Work item — In the article on bouncing droplets, which well-known thought experiment did Bush and Frumkin imitate?

Document excerpt —
Physicists Discover Surprising Quantum-Like Behavior in Tiny Bouncing Droplets

Physics Quantum Mechanics

Fundamentally strange in nature, quantum physics requires metaphors like spinning coins and thought experiments with hidden cats in boxes for us to even begin to understand its laws.
However, even in the more obvious realm of classical physics, nuances of quantum behavior can be portrayed through rather straightforward scenarios. Scientists have found that the behavior of microscopic oil droplets going down two neighboring tubes in a bath of vibrating fluid is consistent with a well-known quantum thought experiment.


“It turns out that this hydrodynamic pilot-wave experiment exhibits many features of quantum systems which were previously thought to be impossible to understand from a classical perspective,” says Massachusetts Institute of Technology (MIT) fluid dynamicist John Bush.
Bush and MIT physicist Valeri Frumkin imitated the Elitzur-Vaidman bomb tester, a well-known example of an interaction-free measurement system that allows one object’s quantum state to be determined by gently caressing the wave of another object, without upsetting the delicate nature of either.
Although the method has been used with low-intensity imaging equipment, no one is sure what is meant by “interaction-free” in terms of physical definition. A photon is instantaneously split into two states (a superposition) in the bomb tester experiment. These two states move along one of two channels, and one of those channels contains a “bomb” half the time. A “bomb” is a metaphor for an entity that can disrupt the superposition by absorbing a photon and destroying its own quantum state in the process.

Recorded information —
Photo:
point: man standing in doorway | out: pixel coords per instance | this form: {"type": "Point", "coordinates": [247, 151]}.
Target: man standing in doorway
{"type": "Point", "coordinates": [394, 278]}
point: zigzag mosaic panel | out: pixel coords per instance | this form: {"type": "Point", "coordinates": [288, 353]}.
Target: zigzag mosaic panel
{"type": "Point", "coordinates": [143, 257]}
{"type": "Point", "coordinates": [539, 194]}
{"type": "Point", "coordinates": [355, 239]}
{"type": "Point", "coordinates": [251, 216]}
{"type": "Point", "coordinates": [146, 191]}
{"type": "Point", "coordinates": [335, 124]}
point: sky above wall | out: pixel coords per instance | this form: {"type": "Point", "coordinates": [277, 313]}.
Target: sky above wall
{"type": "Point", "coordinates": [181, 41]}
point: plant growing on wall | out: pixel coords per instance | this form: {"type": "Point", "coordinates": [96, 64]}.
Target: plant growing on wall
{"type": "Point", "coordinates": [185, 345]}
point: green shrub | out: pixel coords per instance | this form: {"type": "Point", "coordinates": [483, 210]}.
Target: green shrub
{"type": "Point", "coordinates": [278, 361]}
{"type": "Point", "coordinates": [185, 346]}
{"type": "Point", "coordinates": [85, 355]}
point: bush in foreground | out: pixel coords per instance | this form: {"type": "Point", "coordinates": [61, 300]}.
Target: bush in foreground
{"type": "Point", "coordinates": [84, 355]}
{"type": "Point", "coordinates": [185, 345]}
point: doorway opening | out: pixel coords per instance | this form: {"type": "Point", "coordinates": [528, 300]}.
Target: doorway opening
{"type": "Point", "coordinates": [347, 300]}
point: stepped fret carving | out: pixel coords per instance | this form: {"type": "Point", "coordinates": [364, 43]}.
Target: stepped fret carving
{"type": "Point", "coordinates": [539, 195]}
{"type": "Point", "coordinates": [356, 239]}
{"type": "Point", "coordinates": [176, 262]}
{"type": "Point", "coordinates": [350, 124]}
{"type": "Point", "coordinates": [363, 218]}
* * *
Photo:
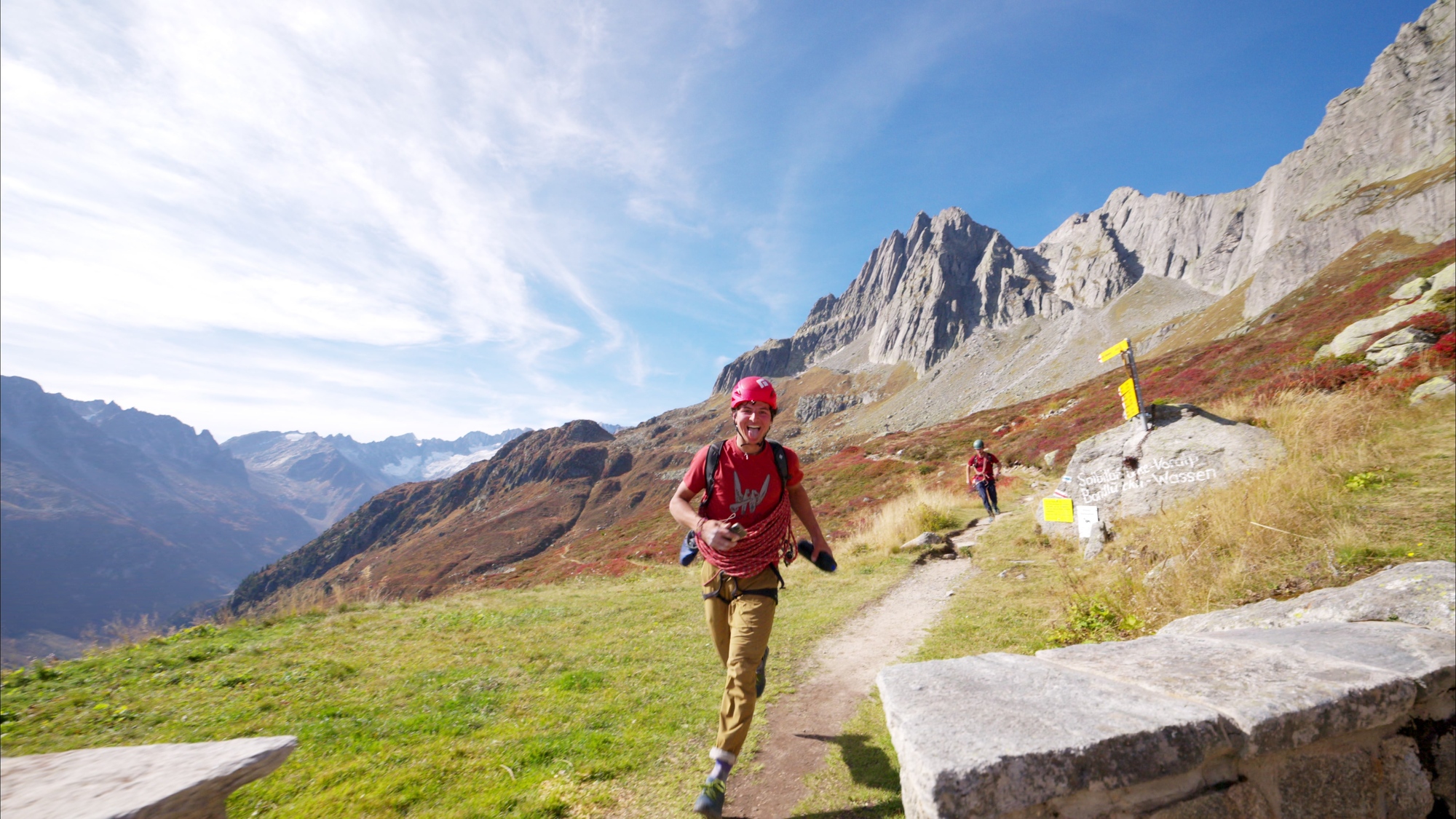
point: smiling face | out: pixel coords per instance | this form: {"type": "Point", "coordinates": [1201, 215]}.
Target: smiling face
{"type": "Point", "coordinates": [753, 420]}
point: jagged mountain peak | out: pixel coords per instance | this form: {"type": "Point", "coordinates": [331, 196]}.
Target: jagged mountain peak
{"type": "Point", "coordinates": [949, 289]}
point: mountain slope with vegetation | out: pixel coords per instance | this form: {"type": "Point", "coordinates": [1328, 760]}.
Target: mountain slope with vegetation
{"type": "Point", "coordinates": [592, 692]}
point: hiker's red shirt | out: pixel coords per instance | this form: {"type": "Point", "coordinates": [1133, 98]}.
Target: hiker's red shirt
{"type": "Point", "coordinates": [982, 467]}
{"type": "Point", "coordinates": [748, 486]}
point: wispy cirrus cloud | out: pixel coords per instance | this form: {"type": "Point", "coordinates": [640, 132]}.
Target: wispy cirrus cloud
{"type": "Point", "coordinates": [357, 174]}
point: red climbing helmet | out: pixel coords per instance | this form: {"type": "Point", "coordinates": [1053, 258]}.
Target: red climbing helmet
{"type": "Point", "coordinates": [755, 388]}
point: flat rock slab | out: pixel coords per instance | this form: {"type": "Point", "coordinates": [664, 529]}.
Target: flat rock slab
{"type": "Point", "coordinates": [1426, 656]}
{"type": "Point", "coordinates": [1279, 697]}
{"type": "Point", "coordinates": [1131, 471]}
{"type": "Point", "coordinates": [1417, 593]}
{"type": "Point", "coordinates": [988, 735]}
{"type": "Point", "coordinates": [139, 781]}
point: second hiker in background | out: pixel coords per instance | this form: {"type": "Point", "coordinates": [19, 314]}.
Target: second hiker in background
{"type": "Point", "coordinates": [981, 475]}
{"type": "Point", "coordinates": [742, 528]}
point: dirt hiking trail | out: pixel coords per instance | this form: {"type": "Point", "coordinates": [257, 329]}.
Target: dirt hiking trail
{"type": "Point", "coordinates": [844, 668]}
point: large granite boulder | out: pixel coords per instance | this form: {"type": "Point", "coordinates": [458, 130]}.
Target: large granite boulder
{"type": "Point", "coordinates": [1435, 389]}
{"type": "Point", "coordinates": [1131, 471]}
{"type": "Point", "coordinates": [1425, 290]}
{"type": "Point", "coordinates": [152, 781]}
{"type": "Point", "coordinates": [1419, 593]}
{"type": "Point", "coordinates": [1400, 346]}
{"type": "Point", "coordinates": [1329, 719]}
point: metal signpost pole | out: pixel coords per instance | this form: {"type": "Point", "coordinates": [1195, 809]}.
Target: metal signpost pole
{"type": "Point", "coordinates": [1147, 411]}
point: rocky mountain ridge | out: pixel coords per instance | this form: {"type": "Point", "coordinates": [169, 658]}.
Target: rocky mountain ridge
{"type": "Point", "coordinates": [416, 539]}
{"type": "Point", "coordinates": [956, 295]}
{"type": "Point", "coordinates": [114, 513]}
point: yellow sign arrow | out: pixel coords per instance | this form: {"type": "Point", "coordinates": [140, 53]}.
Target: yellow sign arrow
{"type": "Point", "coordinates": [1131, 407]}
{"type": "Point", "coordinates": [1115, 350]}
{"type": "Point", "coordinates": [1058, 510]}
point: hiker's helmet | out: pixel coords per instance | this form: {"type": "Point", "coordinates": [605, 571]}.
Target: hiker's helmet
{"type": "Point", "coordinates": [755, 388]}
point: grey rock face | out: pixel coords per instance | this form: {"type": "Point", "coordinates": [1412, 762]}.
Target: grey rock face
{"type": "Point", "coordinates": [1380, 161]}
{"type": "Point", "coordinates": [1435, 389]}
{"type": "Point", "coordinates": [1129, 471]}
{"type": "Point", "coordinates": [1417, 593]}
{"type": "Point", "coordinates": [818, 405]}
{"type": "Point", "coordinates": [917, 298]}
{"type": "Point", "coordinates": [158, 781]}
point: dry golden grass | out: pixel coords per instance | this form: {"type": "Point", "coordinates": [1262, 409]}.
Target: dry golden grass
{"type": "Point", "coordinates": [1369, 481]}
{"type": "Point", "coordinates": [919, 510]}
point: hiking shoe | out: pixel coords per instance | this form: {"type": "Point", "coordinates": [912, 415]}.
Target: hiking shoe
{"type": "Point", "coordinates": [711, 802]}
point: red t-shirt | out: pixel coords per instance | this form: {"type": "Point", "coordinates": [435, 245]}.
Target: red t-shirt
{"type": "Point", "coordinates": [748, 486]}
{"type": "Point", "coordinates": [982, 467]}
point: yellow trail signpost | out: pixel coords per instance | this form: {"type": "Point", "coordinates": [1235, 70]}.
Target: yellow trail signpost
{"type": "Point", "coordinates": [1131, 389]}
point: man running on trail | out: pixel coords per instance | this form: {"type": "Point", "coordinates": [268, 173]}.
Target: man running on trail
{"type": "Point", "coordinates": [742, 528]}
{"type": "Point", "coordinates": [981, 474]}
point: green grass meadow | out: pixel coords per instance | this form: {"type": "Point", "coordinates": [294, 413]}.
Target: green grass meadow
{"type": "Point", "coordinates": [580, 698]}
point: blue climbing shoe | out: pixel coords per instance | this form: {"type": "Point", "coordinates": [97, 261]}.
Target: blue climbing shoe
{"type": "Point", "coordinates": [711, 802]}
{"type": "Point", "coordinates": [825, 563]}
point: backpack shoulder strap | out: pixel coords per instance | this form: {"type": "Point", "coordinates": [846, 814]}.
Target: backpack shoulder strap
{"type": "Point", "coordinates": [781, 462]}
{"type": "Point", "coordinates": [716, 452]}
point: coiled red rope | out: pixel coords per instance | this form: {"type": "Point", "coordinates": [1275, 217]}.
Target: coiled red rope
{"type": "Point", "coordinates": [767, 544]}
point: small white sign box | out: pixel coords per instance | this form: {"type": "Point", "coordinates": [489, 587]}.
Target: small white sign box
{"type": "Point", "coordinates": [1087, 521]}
---
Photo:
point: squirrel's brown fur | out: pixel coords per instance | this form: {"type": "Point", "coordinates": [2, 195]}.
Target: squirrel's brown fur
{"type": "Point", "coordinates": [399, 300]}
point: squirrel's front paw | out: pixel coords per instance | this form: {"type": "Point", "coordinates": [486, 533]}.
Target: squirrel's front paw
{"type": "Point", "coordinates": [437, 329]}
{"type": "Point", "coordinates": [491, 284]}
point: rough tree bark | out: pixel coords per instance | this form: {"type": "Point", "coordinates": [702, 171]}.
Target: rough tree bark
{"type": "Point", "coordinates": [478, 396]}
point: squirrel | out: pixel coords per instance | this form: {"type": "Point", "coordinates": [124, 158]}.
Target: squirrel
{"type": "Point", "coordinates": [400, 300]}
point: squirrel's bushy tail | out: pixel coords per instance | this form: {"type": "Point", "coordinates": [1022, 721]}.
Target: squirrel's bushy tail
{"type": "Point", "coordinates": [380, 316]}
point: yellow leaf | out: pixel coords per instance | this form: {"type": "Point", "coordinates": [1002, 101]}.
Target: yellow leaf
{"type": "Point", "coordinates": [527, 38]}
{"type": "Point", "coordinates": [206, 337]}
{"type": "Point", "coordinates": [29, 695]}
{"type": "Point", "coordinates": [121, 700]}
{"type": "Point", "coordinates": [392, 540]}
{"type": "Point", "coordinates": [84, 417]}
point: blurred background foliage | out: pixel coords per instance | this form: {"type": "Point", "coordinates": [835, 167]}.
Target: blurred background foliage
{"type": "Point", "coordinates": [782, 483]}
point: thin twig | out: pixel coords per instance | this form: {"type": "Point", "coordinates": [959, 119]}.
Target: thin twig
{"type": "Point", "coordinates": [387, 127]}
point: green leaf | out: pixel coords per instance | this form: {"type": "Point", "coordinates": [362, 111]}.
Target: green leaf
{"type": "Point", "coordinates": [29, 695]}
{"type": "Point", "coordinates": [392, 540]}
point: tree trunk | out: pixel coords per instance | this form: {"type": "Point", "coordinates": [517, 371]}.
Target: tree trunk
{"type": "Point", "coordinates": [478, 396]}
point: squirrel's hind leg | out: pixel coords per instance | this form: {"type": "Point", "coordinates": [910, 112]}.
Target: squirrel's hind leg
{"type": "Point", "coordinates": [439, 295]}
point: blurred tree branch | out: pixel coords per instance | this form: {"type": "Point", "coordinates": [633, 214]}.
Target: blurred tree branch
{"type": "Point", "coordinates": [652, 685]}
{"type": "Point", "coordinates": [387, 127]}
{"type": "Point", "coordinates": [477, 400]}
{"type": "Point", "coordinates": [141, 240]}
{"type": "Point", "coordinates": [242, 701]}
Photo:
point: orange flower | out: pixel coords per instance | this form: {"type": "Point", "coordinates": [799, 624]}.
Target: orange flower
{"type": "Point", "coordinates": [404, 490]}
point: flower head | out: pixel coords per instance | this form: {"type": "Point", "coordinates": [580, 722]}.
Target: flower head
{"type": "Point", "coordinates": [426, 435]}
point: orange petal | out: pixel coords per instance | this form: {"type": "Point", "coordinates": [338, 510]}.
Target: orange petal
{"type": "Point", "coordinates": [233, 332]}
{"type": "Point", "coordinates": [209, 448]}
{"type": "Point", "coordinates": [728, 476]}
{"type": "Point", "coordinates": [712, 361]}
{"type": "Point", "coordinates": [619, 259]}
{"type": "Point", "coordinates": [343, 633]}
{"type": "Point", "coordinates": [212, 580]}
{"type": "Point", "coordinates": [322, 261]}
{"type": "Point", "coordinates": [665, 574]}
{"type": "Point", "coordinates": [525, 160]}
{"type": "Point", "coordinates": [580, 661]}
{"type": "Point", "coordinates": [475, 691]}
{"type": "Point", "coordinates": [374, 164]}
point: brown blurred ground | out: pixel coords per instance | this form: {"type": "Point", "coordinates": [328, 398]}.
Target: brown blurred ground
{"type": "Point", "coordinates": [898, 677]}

Solution for this exercise — The Elitzur-Vaidman bomb tester.